**About this task:** Go through the material and tally the lines containing the string "basket". Give the total alone.

═════ Source material

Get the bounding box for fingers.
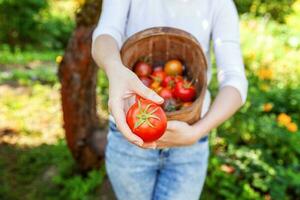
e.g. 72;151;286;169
133;79;164;104
109;99;144;146
123;96;136;114
140;142;157;149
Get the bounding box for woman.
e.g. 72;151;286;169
92;0;248;199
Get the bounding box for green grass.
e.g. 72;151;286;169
0;51;110;200
0;141;106;200
0;48;62;65
0;66;58;85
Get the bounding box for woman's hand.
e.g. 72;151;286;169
107;62;164;148
149;85;244;149
153;121;206;149
92;35;164;148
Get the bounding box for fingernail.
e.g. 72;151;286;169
156;96;164;103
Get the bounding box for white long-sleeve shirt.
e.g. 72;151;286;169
93;0;248;118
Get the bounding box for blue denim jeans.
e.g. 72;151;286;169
105;121;209;200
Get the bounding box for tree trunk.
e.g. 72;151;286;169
58;0;106;172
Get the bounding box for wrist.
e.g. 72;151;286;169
105;60;124;78
192;117;210;140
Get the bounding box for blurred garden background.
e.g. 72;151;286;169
0;0;300;199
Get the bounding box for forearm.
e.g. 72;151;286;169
194;86;244;137
91;35;123;77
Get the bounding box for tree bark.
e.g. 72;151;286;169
58;0;106;172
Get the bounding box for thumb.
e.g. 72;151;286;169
134;80;164;104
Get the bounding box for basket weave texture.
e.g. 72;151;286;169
121;27;208;124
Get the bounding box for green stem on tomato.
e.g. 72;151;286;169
134;100;161;129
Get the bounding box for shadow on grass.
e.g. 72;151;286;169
0;65;58;87
0;140;115;200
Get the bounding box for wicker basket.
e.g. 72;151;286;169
120;27;207;124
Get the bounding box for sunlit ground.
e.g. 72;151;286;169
0;83;63;146
0;58;110;199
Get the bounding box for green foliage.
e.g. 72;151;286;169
234;0;297;22
0;0;296;50
202;82;300;200
0;0;74;50
0;0;48;47
0;141;106;200
97;69;109;110
0;47;62;65
52;166;106;200
0;48;61;85
0;67;58;85
201;9;300;199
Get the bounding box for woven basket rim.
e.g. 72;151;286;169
121;27;207;69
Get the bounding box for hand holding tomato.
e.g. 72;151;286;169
153;120;202;148
126;97;167;142
107;65;164;147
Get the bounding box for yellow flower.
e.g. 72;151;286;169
263;103;273;112
257;68;273;80
277;113;292;126
56;55;63;64
286;122;298;133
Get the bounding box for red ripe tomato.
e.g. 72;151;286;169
139;76;153;87
161;76;175;88
151;70;166;83
174;81;196;102
126;98;167;142
164;59;183;76
159;87;174;100
134;61;152;77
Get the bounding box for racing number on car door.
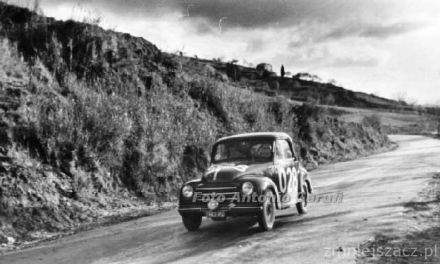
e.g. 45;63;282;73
275;140;299;204
277;166;296;193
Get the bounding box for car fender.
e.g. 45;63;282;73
298;166;312;193
236;175;282;210
180;179;201;189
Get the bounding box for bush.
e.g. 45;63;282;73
0;38;27;79
362;114;382;132
29;70;221;195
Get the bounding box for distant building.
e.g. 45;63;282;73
256;63;273;78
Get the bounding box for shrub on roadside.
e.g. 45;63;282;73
362;114;382;132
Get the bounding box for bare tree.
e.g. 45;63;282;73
394;91;408;105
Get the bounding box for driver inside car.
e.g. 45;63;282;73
251;143;273;160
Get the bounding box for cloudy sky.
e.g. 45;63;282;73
12;0;440;104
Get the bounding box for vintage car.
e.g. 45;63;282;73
178;132;312;231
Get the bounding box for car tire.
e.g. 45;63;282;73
296;184;308;214
182;214;202;231
258;190;276;231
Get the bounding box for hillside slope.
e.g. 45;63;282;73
0;2;391;247
182;57;409;110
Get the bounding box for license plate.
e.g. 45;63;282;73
207;211;225;218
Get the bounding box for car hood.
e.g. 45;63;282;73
203;162;273;183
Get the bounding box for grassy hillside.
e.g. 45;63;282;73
167;51;440;135
335;107;439;135
0;2;392;247
188;58;411;110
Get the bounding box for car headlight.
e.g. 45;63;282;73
182;185;194;198
242;182;254;196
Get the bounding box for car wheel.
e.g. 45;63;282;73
296;184;308;214
258;190;276;231
182;214;202;231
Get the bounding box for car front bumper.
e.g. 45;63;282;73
178;204;263;217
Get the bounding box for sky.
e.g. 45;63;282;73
9;0;440;104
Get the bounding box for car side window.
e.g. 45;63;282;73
275;140;284;160
280;140;293;160
214;144;228;161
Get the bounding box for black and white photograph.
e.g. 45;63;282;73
0;0;440;263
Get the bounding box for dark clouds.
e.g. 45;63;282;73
360;22;423;38
42;0;394;29
321;21;424;41
44;0;297;27
170;0;399;29
285;20;424;49
43;0;425;43
176;0;310;28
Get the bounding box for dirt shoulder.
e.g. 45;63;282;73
356;173;440;263
0;199;176;253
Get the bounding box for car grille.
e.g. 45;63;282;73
194;187;239;204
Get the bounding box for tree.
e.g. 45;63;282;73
323;94;335;105
328;79;338;86
226;61;240;81
394;91;408;105
269;79;280;91
281;65;285;78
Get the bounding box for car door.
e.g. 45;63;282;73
274;139;299;207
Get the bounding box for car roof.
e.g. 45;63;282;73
216;132;292;143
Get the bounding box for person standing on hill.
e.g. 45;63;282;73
281;65;285;78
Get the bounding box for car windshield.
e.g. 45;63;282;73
212;139;274;163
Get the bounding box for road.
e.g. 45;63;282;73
1;135;440;264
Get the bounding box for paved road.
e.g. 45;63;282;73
1;135;440;264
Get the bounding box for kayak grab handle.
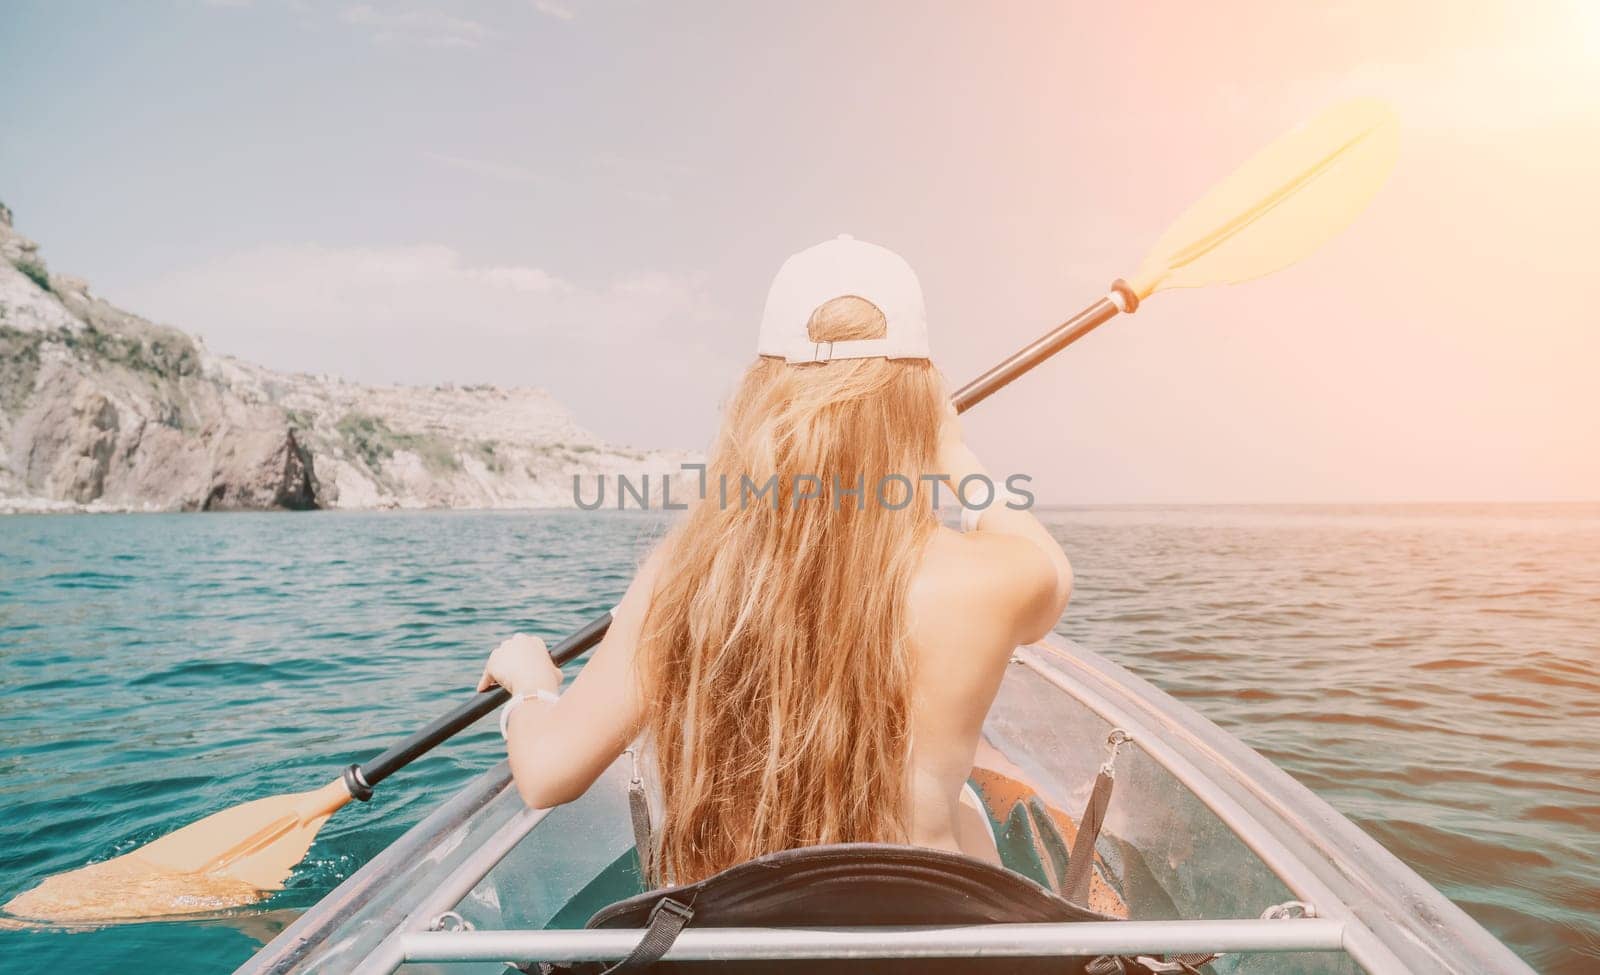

══════════

**Result of the exercise:** 3